= WHAT IS NEEDED =
In the vaccine article below, set down word for word the stretch from "Pfizer and BioNTech" through "Canada in March.".

= PASSAGE TO READ =

A health ministry panel on Friday recommended easing the age restriction on when people can get the U.S. drugmaker’s shot — currently set at 16 years of age — without conducting an additional clinical trial in the country. Tamura said the move would take effect after the government amends its guidelines on the emergency use of the vaccine.

“I’d like children to be inoculated as soon as possible, so I’d like to ask local governments to streamline the system for that,” he told reporters.

The move comes after the U.S. Food and Drug Administration (FDA) lowered the minimum age for the vaccine, developed by the U.S. drugmaker and Germany’s BioNTech SE, to 12 on May 10. The headline results from the final phase clinical trial of 2,260 adolescents showed in March that the jab was 100% effective and “well tolerated” with no serious concerns over safety.

Ahead of the U.S., Canada’s regulator authorized the move on May 5, becoming the first country to do so for that age group. Germany has also decided to offer the shots to adolescents age 12 to 15 from early next month, while the European Medicines Agency could authorize the vaccine for people in the same age group on Friday, reports say.

Moderna Inc.’s vaccine, which was authorized for emergency use in Japan on May 21, could also be OK’d for more people in Japan as well in the next few months. The U.S. biotech firm said on Tuesday it would file an application for lowering the minimum age to 12 from 18 with the FDA and other regulators around the world early next month after its clinical trial of 3,732 volunteers age 12 to 17 showed that it was 100% effective against COVID-19.

Meanwhile, a clinical trial in the U.K. of the AstraZeneca vaccine on children has been halted amid worries over links to rare blood clots.

Currently, no Western COVID-19 vaccines are authorized for use below 12 years of age, but some manufacturers are looking to expand usage even further to overcome a gap in vaccinations for that age group.

Pfizer and BioNTech in March began administering its vaccines as part of a global trial for children age 6 months to 11 years old. It is evaluating the safety, tolerability and immunogenicity — a substance’s ability to trigger an immune response — in three age groups: children 6 months to 2 years old, those age 2 to 5 and those age 5 to 11. Moderna also began a randomized late-stage clinical trial for more than 6,700 children age 6 months to 11 in the U.S. and Canada in March.

= GIVEN DATA =

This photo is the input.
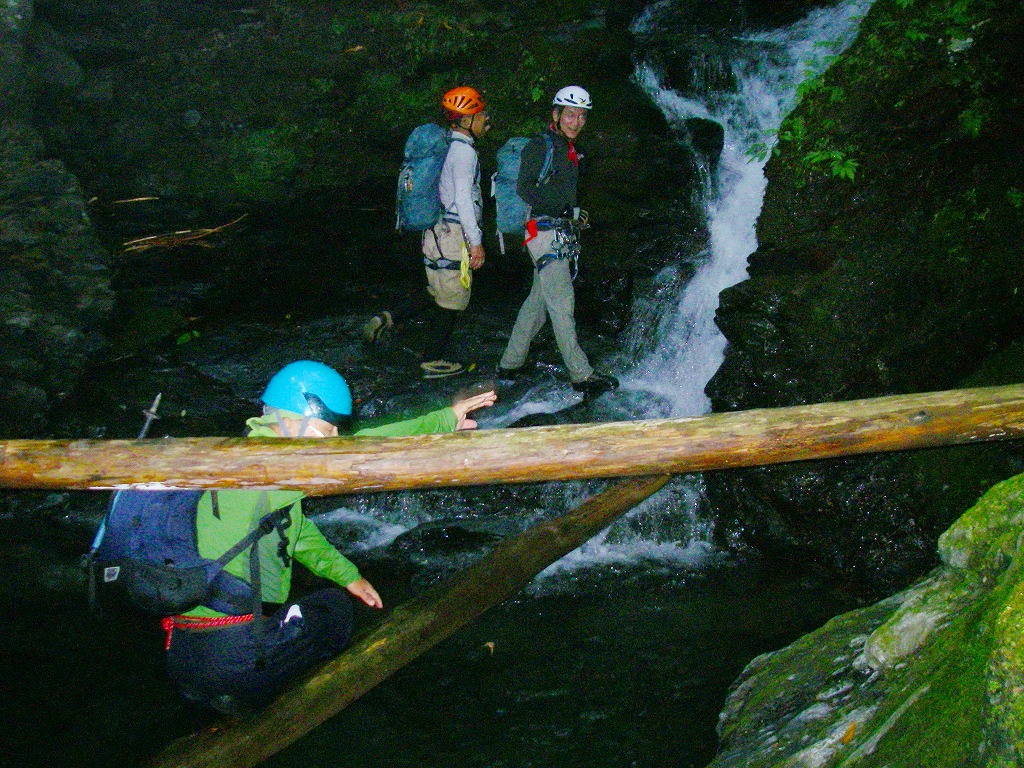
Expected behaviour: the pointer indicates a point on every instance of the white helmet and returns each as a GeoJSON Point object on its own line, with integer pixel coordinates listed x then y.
{"type": "Point", "coordinates": [572, 95]}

= RESPONSE AREA =
Pfizer and BioNTech in March began administering its vaccines as part of a global trial for children age 6 months to 11 years old. It is evaluating the safety, tolerability and immunogenicity — a substance’s ability to trigger an immune response — in three age groups: children 6 months to 2 years old, those age 2 to 5 and those age 5 to 11. Moderna also began a randomized late-stage clinical trial for more than 6,700 children age 6 months to 11 in the U.S. and Canada in March.